■ SOURCE PASSAGE ■
::::::

# Gas Laws -- why calculate the mean square speed at 273K?

Faiq

## Homework Statement

Why is the formula ##p = \frac{1}{3}\rho<c^2>## used to calculate the mean square speed at 273K?
Why 273K?

Homework Helper
It works at any temperature. Could you give a bit more context ? Is this a section in your textbook you have a question about or is it in an exercise ?

Faiq
The density of a gas at a temperature of ##273~K## and a pressure of ##1.02*10^5~ Pa## is ##0.9kgm^{-3}##. It may be asssumed to be an ideal gas.
Calculate rms speed at 273K and 546K.

For 273, we were supposed to use the given equation and for second we were supposed to used the ratio of mean square speed and temperature.
My thinking is the equation only applies for those temperature for which we are using the pressure values.

Mentor
You are given pressure and density at 273 K and asked to calculate rms at exactly this temperature, I don't see where is the problem?

Faiq
You are given pressure and density at 273 K and asked to calculate rms at exactly this temperature, I don't see where is the problem?

::::::

■ WHAT IS REQUIRED ■
Copy out the whole forum thread about mean square speed at 273K word for word.

::::::

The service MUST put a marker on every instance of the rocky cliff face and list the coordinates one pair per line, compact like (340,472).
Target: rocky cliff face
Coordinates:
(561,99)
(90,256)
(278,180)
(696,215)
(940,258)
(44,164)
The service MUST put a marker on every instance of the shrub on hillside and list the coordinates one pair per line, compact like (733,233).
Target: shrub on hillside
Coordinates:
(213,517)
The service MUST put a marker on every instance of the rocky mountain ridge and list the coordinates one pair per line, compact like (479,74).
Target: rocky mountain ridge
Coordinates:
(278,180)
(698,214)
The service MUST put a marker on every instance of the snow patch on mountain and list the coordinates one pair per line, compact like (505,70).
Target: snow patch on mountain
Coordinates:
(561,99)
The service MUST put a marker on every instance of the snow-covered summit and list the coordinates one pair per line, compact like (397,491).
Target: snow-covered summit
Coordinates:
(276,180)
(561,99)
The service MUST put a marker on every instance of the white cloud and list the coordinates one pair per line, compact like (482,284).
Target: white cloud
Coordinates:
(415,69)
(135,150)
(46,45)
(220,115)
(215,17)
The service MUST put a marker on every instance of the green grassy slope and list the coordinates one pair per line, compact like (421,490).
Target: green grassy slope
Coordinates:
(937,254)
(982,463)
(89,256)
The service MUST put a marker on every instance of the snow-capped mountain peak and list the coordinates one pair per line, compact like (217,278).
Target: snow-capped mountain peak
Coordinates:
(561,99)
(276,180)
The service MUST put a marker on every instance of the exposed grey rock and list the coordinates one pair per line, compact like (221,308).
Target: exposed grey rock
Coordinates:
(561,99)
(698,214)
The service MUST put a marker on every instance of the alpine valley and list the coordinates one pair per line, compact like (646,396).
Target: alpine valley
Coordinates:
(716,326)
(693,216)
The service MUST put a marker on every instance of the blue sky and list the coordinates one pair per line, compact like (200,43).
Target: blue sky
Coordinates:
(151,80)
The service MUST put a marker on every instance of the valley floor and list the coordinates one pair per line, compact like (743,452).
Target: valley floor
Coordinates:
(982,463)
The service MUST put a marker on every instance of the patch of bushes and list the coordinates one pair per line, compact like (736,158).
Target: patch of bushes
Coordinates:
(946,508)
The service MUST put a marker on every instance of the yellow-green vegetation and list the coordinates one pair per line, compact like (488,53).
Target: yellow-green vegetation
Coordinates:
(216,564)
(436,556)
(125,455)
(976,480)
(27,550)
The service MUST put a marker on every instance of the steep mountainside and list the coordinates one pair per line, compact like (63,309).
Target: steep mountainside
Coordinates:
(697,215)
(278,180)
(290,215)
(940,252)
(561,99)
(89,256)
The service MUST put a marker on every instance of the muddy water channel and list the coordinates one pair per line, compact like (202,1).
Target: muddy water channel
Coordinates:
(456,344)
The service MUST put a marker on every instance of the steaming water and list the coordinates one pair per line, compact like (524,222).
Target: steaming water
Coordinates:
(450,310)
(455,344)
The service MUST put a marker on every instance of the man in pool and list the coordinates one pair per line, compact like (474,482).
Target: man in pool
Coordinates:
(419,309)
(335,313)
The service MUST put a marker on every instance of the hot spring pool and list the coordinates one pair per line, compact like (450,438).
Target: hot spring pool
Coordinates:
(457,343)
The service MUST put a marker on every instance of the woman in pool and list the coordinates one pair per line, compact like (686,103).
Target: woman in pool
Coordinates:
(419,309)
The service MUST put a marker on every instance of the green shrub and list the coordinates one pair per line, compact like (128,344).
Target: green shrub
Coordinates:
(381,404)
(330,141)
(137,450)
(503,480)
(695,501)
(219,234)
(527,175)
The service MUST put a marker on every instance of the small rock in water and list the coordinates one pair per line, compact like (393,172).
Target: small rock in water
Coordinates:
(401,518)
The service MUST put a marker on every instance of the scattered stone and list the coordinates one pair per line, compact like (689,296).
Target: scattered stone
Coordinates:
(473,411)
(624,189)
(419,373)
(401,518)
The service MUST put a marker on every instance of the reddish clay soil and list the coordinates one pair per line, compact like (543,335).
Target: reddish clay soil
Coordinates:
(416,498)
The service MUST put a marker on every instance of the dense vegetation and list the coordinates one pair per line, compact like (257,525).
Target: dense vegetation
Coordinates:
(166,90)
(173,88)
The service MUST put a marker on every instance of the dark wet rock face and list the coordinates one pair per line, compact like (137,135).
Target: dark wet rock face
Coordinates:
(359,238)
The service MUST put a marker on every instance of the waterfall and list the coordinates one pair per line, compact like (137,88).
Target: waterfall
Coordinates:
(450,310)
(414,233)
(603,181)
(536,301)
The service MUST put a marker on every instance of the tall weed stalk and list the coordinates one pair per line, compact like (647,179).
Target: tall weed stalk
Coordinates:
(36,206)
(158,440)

::::::

■ THE RESPONSE ■
# Gas Laws -- why calculate the mean square speed at 273K?

Faiq

## Homework Statement

Why is the formula ##p = \frac{1}{3}\rho<c^2>## used to calculate the mean square speed at 273K?
Why 273K?

Homework Helper
It works at any temperature. Could you give a bit more context ? Is this a section in your textbook you have a question about or is it in an exercise ?

Faiq
The density of a gas at a temperature of ##273~K## and a pressure of ##1.02*10^5~ Pa## is ##0.9kgm^{-3}##. It may be asssumed to be an ideal gas.
Calculate rms speed at 273K and 546K.

For 273, we were supposed to use the given equation and for second we were supposed to used the ratio of mean square speed and temperature.
My thinking is the equation only applies for those temperature for which we are using the pressure values.

Mentor
You are given pressure and density at 273 K and asked to calculate rms at exactly this temperature, I don't see where is the problem?

Faiq
You are given pressure and density at 273 K and asked to calculate rms at exactly this temperature, I don't see where is the problem?